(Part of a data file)
....

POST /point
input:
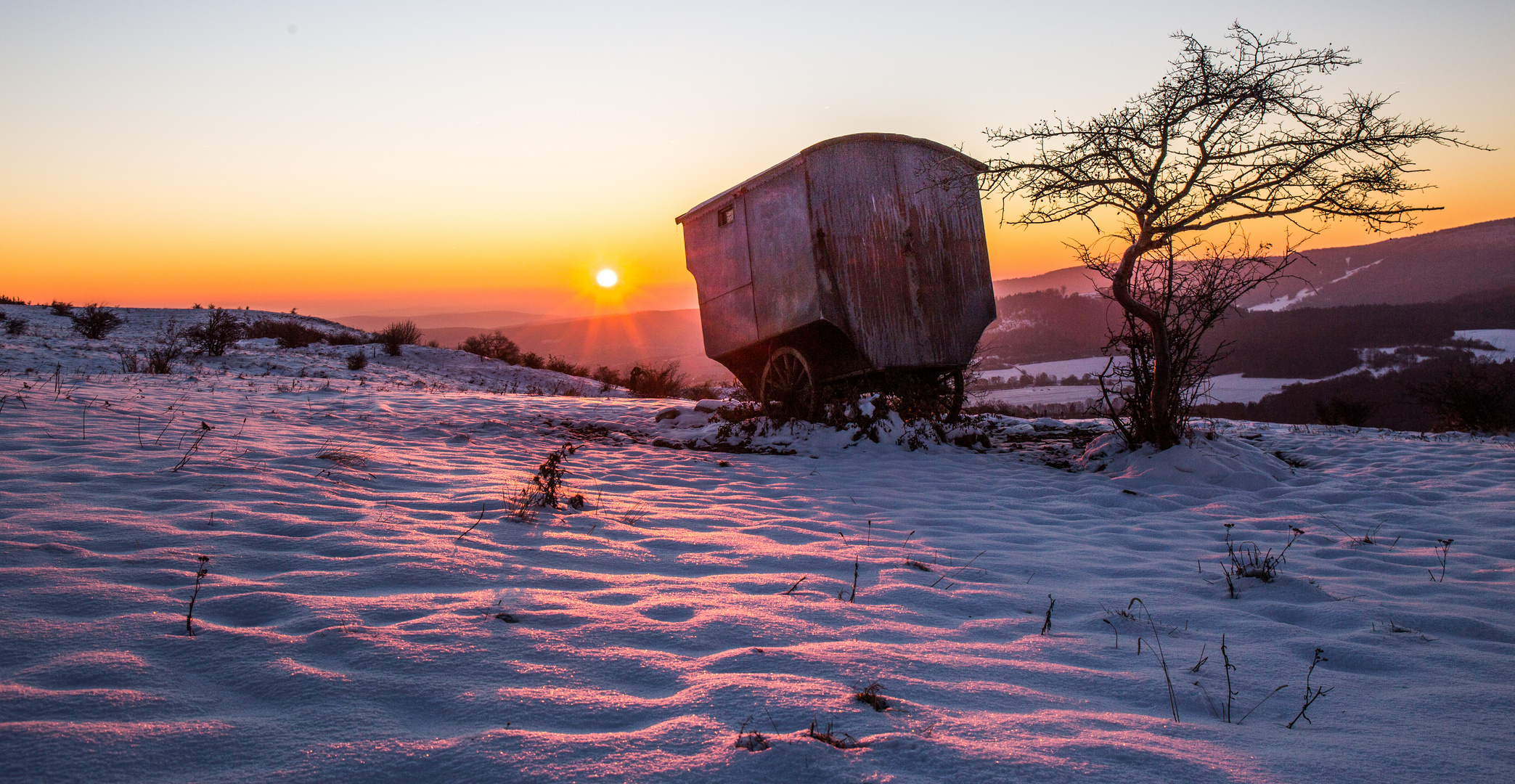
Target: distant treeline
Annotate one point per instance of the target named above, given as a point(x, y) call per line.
point(1437, 395)
point(1304, 343)
point(1055, 327)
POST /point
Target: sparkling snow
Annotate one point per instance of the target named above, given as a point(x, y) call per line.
point(361, 550)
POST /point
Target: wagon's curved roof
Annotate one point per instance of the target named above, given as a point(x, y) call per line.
point(788, 163)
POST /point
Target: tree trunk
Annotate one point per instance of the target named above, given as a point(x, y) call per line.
point(1162, 430)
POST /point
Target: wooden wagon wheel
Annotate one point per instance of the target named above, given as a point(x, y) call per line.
point(788, 385)
point(960, 395)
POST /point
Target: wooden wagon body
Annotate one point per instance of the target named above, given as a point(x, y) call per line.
point(862, 255)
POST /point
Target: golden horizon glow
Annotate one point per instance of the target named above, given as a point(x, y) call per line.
point(402, 160)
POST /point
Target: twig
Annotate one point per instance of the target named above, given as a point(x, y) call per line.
point(205, 428)
point(476, 523)
point(1259, 704)
point(1229, 666)
point(855, 583)
point(1162, 660)
point(205, 569)
point(1311, 698)
point(958, 572)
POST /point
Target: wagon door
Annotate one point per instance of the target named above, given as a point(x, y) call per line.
point(782, 253)
point(855, 202)
point(716, 252)
point(944, 252)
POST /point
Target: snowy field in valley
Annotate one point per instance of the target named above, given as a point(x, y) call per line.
point(1228, 388)
point(373, 610)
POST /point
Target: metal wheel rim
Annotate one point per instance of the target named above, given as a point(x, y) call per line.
point(788, 385)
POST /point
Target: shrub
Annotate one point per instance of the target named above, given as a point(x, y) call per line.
point(399, 334)
point(493, 346)
point(558, 364)
point(168, 345)
point(1344, 412)
point(702, 392)
point(1471, 395)
point(288, 334)
point(347, 338)
point(610, 378)
point(219, 332)
point(94, 322)
point(661, 381)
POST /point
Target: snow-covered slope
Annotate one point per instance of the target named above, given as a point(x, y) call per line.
point(50, 345)
point(375, 611)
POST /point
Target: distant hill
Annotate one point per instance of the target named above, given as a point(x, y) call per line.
point(1426, 267)
point(610, 340)
point(478, 320)
point(1074, 279)
point(1303, 343)
point(1402, 270)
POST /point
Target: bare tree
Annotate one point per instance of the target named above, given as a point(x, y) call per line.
point(1226, 137)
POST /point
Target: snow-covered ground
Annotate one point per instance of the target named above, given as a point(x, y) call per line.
point(373, 611)
point(50, 345)
point(1500, 338)
point(1229, 388)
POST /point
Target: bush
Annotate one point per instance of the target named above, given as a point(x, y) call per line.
point(1471, 395)
point(493, 346)
point(168, 345)
point(661, 381)
point(219, 332)
point(93, 322)
point(610, 378)
point(1344, 412)
point(399, 334)
point(288, 334)
point(558, 364)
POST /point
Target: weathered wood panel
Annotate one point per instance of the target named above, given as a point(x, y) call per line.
point(852, 234)
point(946, 250)
point(855, 202)
point(782, 257)
point(729, 322)
point(717, 255)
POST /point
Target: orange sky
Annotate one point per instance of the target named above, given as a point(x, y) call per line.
point(340, 158)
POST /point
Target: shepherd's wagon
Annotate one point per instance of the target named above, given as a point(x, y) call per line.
point(858, 264)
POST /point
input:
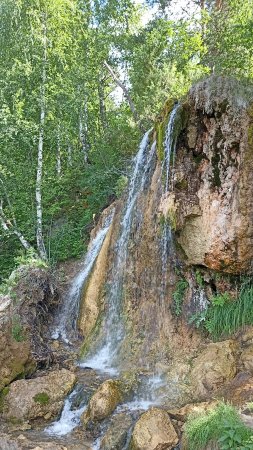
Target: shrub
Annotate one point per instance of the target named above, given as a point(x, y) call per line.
point(222, 425)
point(42, 398)
point(224, 316)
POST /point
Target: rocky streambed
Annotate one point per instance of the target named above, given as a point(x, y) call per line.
point(129, 361)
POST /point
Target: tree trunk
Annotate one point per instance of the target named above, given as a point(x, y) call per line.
point(102, 102)
point(70, 155)
point(126, 94)
point(83, 133)
point(58, 161)
point(39, 232)
point(7, 226)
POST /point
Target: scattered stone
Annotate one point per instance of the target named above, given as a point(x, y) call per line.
point(154, 431)
point(103, 402)
point(116, 436)
point(39, 397)
point(213, 367)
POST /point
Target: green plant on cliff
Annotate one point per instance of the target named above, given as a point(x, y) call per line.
point(17, 329)
point(225, 315)
point(178, 296)
point(42, 398)
point(222, 425)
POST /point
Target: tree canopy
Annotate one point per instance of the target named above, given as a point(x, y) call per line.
point(79, 81)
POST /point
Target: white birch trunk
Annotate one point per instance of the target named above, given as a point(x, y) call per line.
point(70, 155)
point(7, 226)
point(82, 138)
point(58, 162)
point(39, 233)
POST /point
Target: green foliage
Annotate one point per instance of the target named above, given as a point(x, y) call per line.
point(3, 394)
point(42, 398)
point(17, 330)
point(221, 424)
point(178, 296)
point(199, 279)
point(224, 315)
point(121, 185)
point(31, 259)
point(90, 134)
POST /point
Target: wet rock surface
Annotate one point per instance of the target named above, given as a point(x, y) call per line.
point(215, 366)
point(116, 436)
point(40, 397)
point(212, 200)
point(103, 402)
point(23, 322)
point(154, 431)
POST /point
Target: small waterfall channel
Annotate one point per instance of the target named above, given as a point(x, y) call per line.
point(66, 321)
point(103, 358)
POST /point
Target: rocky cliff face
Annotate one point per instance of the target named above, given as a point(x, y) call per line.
point(212, 199)
point(209, 206)
point(24, 317)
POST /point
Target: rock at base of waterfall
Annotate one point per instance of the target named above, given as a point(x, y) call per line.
point(116, 436)
point(36, 398)
point(215, 366)
point(103, 402)
point(154, 431)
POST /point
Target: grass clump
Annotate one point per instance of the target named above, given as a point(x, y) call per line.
point(221, 425)
point(178, 296)
point(42, 398)
point(225, 316)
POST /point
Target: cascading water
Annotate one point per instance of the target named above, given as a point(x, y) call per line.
point(169, 153)
point(104, 358)
point(68, 315)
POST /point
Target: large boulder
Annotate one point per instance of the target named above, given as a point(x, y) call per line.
point(116, 436)
point(213, 367)
point(23, 322)
point(41, 397)
point(103, 402)
point(154, 431)
point(211, 207)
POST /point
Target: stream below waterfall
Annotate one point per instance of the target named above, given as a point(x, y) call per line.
point(101, 363)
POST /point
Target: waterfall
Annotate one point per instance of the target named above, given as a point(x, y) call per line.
point(114, 329)
point(68, 314)
point(70, 416)
point(169, 153)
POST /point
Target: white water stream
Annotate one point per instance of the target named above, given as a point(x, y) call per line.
point(105, 356)
point(68, 314)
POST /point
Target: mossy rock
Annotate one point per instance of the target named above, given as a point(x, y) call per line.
point(42, 398)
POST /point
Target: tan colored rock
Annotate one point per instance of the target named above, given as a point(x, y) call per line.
point(38, 397)
point(92, 299)
point(213, 367)
point(247, 359)
point(116, 436)
point(103, 402)
point(21, 322)
point(154, 431)
point(217, 168)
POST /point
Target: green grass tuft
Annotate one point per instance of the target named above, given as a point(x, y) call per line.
point(42, 398)
point(222, 425)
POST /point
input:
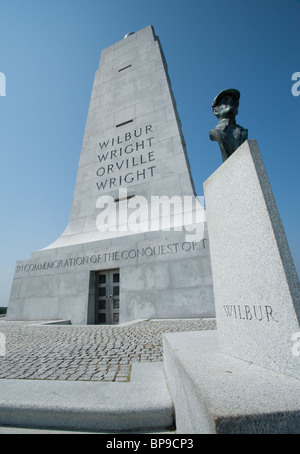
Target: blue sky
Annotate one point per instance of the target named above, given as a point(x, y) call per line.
point(49, 52)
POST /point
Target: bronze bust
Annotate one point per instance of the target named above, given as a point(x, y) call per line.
point(227, 133)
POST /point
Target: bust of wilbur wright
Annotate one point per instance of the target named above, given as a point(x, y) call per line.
point(227, 133)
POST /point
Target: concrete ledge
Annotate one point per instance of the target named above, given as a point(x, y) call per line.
point(85, 406)
point(215, 393)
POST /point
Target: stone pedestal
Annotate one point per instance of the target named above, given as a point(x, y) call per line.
point(244, 377)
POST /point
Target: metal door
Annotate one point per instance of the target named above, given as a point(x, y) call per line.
point(107, 297)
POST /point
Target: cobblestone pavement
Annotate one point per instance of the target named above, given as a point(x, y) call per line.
point(98, 353)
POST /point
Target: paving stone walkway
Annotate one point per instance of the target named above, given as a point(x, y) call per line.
point(98, 353)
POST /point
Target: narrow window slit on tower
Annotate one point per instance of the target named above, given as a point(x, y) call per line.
point(125, 123)
point(126, 67)
point(124, 198)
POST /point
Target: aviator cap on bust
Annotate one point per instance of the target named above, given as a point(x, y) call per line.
point(229, 91)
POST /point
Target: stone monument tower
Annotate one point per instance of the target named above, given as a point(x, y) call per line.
point(136, 244)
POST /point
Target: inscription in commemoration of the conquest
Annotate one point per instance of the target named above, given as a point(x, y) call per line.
point(131, 151)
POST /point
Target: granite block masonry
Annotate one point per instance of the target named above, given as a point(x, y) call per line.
point(136, 244)
point(255, 281)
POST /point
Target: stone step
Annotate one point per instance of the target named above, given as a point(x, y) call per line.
point(143, 404)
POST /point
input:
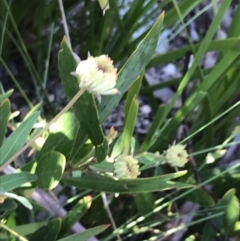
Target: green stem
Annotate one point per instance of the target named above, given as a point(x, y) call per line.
point(12, 232)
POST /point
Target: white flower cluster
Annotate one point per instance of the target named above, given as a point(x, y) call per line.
point(97, 75)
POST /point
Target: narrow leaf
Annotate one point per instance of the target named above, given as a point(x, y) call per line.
point(17, 139)
point(106, 184)
point(86, 234)
point(4, 115)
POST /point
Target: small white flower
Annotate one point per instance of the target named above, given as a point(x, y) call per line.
point(176, 156)
point(97, 75)
point(126, 167)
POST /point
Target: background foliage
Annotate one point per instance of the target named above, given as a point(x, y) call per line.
point(60, 180)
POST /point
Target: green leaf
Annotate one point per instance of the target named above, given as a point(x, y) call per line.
point(86, 234)
point(107, 184)
point(11, 181)
point(29, 228)
point(22, 200)
point(5, 96)
point(17, 139)
point(154, 127)
point(132, 69)
point(231, 215)
point(50, 169)
point(201, 197)
point(79, 141)
point(47, 232)
point(62, 136)
point(209, 232)
point(74, 215)
point(145, 204)
point(102, 150)
point(8, 205)
point(4, 115)
point(85, 107)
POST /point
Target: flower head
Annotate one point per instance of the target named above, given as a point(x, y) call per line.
point(176, 156)
point(97, 75)
point(126, 167)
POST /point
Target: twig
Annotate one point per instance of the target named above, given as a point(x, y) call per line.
point(105, 202)
point(64, 21)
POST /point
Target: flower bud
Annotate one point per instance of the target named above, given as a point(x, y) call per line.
point(97, 75)
point(126, 167)
point(176, 156)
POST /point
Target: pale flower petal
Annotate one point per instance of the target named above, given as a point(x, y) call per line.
point(97, 75)
point(176, 156)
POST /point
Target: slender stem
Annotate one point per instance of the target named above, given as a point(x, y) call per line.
point(105, 202)
point(12, 232)
point(65, 26)
point(65, 109)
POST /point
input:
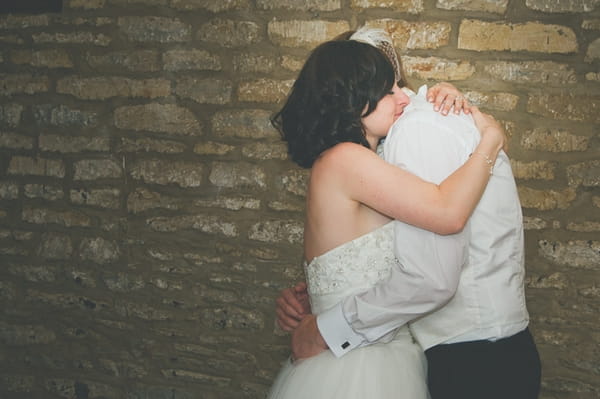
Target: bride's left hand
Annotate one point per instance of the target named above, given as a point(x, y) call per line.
point(445, 96)
point(307, 340)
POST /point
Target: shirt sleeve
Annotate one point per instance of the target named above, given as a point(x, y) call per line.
point(428, 269)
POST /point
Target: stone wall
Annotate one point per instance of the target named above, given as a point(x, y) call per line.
point(149, 215)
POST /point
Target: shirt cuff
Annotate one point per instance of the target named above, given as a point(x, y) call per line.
point(336, 331)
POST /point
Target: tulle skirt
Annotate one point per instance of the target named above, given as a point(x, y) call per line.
point(394, 370)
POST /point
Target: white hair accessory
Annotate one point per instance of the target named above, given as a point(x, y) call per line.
point(382, 40)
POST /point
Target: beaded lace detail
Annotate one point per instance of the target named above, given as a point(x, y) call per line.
point(353, 266)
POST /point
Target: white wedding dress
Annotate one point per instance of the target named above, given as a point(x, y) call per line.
point(393, 370)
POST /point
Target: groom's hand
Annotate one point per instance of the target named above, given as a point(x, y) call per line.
point(306, 339)
point(292, 307)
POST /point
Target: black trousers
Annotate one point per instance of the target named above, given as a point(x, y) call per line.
point(509, 368)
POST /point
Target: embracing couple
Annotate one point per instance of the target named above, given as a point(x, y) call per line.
point(414, 257)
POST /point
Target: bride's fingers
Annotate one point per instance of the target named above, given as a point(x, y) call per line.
point(461, 104)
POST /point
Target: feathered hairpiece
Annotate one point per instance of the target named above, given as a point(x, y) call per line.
point(380, 39)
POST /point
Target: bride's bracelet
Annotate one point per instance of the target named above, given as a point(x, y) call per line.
point(487, 160)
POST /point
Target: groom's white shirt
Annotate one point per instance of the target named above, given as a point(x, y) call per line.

....

# What the task requires
Please pull out every line of the records that contains the string "wagon". Case counts.

# Solution to this exercise
Target: wagon's curved roof
Target: wooden wagon wheel
Target: wooden wagon body
Target: wagon door
Target: shepherd's wagon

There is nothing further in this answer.